◆ **Source**
::::
"feel like shit" is a song by Canadian singer Tate McRae, released on November 11, 2021, by RCA Records as the lead single from her debut studio album I Used to Think I Could Fly (2022). The song was produced by Russell Chell and Jasper Harris, and written by McRae, Jacob Kasher, Russell Chell and Victoria Zaro.

Background and release
McRae first teased the song via a TikTok on September 30, 2021, and continued to tease the song throughout the month of October, promising to release the song after 20,000 people pre-saved the single. She announced the release date on November 3, 2021. In the description for the music video, McRae remarked, "i wrote this song about a very personal experience and then michelle dawley and i brought it to life in this music video. i can’t explain how excited i am for you all to see this video and experience the ups and downs of a relationship in 3 minutes."

Critical reception
The song received positive reviews from critics, praising the lyrics and vocal performance. Writing for ET Canada, Mikael Melo described the song and music video as McRae's best work to date, nothing that the song showcases McRae's "mature and gifted voice" while the music video adds "an incredible layer to this song, with incredible story telling and thought provoking choreography". Larisha Paul of The Fader remarked that "McRae falls into the track like Alice in Wonderland, letting her guard down to open up to doors for that uncomplicated and raw delivery throughout." Sam Murphy of music magazine The Interns called McRae "the dark princess of pop", noting that she has perfected a moody formula and the song hits exactly where it should. Carolyn Droke of Uproxx described the song as an "earnest solo tune about the ups and downs of a relationship." Elise Shafer of Variety stated that the song is  "raw and vulnerable, with McRae’s powerful voice soaring over an instrumental led by drums and keys."
::::
◆ **Your instructions**
Please decide whether each statement agrees with the text on the Tate McRae song, answering yes or no and quoting the words of the text that settle it. 1. The song was released by RCA Records. 2. McRae promised to release the song once 10,000 people had pre-saved it. 3. Elise Shafer reviewed the song for Uproxx. The records below come from a different source than the text on the Tate McRae song.
::::
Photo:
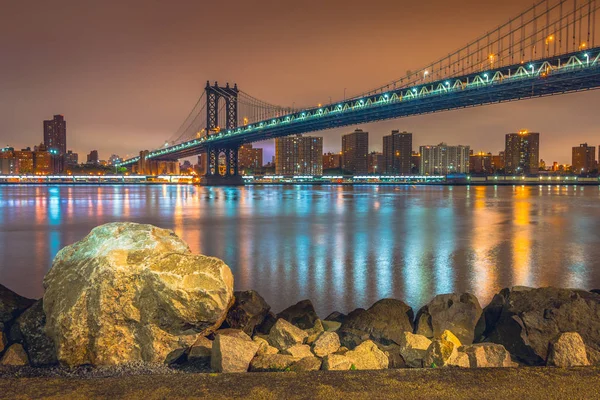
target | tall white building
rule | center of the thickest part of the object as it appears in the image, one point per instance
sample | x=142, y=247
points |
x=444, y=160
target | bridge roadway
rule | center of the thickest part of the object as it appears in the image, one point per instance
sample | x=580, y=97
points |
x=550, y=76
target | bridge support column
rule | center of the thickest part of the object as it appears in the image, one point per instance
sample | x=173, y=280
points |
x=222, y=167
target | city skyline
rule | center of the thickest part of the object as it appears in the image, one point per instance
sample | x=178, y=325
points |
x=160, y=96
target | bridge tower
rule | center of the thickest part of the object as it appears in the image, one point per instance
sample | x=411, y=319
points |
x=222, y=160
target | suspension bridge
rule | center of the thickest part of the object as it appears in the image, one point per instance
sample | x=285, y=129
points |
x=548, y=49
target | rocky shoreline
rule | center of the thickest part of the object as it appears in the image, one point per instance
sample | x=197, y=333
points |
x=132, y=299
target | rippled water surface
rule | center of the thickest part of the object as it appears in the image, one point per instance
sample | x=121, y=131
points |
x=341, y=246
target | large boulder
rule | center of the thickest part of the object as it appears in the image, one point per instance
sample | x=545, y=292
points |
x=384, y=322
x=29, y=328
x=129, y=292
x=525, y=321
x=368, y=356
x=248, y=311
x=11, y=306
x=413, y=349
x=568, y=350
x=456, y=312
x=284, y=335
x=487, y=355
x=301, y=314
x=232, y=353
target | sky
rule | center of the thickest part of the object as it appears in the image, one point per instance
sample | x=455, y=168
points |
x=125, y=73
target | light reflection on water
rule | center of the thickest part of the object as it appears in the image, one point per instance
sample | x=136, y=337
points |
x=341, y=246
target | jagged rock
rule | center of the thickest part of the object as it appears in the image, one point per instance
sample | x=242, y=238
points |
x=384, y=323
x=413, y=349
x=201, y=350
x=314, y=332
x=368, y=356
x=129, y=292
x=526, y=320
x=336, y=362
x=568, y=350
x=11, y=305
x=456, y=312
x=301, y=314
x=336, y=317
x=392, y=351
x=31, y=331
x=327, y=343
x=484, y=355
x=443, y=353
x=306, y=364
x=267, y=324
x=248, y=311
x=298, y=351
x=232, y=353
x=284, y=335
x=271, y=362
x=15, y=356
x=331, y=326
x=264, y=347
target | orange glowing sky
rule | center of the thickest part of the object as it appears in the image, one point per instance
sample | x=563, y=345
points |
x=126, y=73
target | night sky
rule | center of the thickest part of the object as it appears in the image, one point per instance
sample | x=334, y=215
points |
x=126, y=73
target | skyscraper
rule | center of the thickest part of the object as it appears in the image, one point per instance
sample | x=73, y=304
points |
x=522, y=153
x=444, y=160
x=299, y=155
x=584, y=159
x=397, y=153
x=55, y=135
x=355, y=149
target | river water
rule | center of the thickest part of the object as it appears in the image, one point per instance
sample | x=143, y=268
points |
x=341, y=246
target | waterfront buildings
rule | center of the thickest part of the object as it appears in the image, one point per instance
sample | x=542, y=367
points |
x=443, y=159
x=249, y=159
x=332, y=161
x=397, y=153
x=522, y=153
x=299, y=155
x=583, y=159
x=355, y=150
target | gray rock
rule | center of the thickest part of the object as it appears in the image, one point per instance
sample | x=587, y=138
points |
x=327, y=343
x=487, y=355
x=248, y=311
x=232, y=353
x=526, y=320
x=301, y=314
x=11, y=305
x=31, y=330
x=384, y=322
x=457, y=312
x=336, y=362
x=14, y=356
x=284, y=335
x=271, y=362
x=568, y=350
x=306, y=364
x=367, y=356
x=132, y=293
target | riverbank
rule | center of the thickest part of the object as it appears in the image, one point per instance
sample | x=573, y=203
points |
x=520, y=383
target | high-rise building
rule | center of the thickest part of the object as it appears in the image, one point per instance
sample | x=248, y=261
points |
::::
◆ **Full answer**
1. Yes: "released on November 11, 2021, by RCA Records"
2. No: "promising to release the song after 20,000 people pre-saved the single"
3. No: "Elise Shafer of Variety"